◆ Task objective
Only the lines from the one with "What are the coordinates of the asphalt road?" to the end of the material should be reproduced, exactly and in full, both ends included.

================

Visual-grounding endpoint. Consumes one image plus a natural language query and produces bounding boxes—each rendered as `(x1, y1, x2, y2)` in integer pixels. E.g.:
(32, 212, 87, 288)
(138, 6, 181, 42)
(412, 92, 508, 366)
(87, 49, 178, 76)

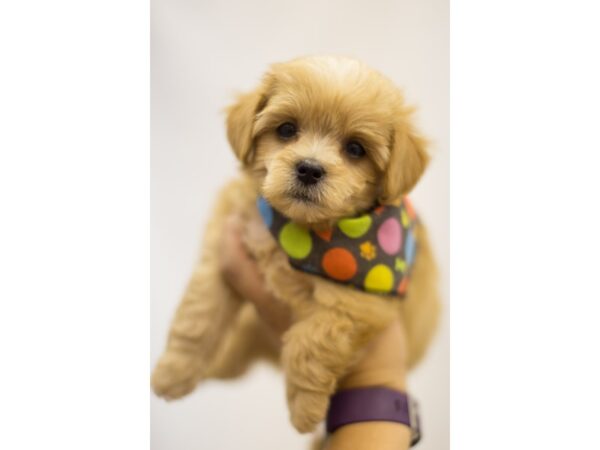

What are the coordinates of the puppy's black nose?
(296, 160, 325, 185)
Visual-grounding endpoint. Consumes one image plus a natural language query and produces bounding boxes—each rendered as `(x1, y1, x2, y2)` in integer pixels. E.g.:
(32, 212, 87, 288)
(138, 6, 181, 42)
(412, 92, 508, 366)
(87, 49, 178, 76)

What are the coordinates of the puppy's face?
(227, 56, 428, 226)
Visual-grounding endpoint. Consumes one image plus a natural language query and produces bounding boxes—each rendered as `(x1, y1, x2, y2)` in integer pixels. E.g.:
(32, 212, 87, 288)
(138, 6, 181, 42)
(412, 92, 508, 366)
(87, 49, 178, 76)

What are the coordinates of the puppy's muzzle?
(295, 159, 326, 186)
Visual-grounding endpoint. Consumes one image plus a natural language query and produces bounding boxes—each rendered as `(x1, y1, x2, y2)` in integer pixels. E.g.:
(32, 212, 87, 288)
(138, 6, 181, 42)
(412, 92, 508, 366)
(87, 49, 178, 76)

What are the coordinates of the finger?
(225, 251, 292, 334)
(221, 228, 269, 300)
(220, 215, 259, 282)
(220, 217, 292, 334)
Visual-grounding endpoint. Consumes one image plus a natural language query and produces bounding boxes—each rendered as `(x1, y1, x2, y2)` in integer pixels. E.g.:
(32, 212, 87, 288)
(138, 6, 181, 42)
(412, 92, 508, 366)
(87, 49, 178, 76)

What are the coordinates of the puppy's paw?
(151, 351, 204, 400)
(289, 389, 330, 433)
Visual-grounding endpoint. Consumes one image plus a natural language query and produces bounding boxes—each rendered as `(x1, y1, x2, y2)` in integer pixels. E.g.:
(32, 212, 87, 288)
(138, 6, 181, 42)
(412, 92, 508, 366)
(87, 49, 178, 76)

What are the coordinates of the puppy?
(152, 56, 440, 433)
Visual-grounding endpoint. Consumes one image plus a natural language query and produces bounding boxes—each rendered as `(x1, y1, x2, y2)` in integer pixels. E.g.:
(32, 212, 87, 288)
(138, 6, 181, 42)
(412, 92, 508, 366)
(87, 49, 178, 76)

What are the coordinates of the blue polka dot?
(405, 231, 416, 265)
(257, 197, 273, 227)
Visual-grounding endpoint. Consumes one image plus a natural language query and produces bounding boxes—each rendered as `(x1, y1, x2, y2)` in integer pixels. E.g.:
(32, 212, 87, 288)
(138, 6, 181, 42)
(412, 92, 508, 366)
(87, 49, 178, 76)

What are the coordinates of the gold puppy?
(152, 56, 440, 433)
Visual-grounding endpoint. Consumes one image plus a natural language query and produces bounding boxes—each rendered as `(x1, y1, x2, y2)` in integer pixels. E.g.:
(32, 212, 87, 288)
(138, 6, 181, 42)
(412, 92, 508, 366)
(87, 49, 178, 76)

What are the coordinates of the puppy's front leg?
(282, 308, 379, 433)
(151, 264, 241, 400)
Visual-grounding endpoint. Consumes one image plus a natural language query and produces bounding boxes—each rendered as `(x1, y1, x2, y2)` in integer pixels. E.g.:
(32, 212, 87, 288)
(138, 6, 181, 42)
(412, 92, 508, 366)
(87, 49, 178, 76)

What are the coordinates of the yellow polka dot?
(400, 209, 410, 228)
(338, 214, 372, 238)
(364, 264, 394, 293)
(279, 222, 312, 259)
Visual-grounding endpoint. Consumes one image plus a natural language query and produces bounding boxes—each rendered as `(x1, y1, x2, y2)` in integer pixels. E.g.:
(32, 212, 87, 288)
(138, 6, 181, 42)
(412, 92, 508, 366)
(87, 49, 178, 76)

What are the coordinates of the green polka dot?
(395, 258, 407, 273)
(364, 264, 394, 293)
(338, 214, 372, 238)
(279, 222, 312, 259)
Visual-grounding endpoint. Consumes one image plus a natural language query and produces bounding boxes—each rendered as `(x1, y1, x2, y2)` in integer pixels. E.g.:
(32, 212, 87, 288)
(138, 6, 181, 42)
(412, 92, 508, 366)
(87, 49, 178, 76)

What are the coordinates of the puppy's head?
(227, 56, 428, 226)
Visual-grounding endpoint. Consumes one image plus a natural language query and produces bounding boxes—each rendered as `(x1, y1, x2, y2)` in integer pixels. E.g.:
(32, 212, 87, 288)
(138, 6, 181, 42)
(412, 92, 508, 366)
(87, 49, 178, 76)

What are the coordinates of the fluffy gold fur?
(152, 56, 440, 433)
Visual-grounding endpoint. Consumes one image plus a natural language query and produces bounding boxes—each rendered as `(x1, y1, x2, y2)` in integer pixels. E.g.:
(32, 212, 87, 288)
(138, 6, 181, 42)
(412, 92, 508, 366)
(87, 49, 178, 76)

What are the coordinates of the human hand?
(220, 215, 411, 449)
(220, 215, 293, 336)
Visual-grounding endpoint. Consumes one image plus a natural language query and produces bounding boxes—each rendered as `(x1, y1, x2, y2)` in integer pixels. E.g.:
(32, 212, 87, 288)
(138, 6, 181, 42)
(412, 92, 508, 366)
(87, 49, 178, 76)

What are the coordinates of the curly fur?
(152, 56, 440, 434)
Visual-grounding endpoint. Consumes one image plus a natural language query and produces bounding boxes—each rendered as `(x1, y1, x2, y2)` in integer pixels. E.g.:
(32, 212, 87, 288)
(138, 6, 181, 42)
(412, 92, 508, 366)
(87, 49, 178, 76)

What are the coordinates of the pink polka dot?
(377, 217, 402, 255)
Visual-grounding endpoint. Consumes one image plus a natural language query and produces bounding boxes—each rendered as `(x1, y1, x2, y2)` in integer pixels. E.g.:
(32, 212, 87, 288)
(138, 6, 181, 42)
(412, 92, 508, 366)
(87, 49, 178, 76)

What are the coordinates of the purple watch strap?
(326, 387, 421, 446)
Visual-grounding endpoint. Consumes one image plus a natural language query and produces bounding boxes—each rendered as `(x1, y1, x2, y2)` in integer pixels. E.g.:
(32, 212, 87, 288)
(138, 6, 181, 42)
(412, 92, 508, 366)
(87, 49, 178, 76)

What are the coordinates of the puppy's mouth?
(290, 191, 317, 204)
(286, 183, 324, 205)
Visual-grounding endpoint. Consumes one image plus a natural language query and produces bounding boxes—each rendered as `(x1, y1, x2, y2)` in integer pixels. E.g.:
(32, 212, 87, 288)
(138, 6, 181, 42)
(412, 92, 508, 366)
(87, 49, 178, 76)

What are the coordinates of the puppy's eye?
(276, 122, 297, 139)
(345, 141, 366, 159)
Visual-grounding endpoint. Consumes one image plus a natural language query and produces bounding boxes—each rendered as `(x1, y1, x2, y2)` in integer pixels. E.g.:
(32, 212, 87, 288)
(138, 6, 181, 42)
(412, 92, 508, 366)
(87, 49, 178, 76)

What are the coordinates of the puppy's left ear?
(226, 82, 270, 165)
(379, 116, 430, 204)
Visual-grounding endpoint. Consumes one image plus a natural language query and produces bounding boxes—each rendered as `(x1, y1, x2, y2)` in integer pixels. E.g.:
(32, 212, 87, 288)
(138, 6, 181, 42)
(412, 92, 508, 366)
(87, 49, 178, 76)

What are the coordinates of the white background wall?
(151, 1, 448, 449)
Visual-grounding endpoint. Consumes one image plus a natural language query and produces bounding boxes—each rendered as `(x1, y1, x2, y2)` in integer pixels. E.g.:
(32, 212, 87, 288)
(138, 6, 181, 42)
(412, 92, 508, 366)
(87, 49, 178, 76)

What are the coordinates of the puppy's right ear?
(226, 83, 269, 165)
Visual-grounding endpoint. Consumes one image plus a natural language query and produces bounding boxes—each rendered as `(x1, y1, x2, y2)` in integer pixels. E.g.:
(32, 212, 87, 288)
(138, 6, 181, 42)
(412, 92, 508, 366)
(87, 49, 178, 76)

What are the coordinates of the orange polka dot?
(403, 197, 416, 220)
(315, 228, 333, 242)
(322, 248, 357, 281)
(397, 276, 409, 295)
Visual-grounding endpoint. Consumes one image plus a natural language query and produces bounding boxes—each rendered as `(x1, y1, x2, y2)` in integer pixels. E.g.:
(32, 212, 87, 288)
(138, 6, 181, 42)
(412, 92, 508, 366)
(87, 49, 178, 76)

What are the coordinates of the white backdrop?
(151, 1, 448, 449)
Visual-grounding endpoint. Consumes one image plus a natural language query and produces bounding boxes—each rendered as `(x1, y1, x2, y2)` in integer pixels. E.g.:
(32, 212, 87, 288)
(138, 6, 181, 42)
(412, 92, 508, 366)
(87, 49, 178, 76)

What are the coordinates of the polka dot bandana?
(257, 197, 418, 296)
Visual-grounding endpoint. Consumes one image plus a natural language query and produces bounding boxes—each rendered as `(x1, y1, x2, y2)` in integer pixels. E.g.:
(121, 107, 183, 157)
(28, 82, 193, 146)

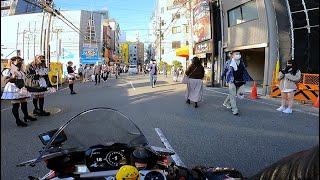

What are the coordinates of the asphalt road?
(1, 74, 319, 179)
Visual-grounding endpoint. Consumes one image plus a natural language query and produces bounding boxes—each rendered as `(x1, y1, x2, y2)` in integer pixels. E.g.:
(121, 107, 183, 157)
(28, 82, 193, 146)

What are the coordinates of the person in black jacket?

================

◆ Response box
What are the coordinates of the asphalt road?
(1, 74, 319, 179)
Visual-grounding endpoint. Consumes one image plus a natural language query and produces bounding boxes—each rendered as `(x1, y1, x2, y2)` in integer pixels. E.g.:
(121, 107, 183, 157)
(28, 82, 193, 146)

What are the coordinates of the person in black jacket?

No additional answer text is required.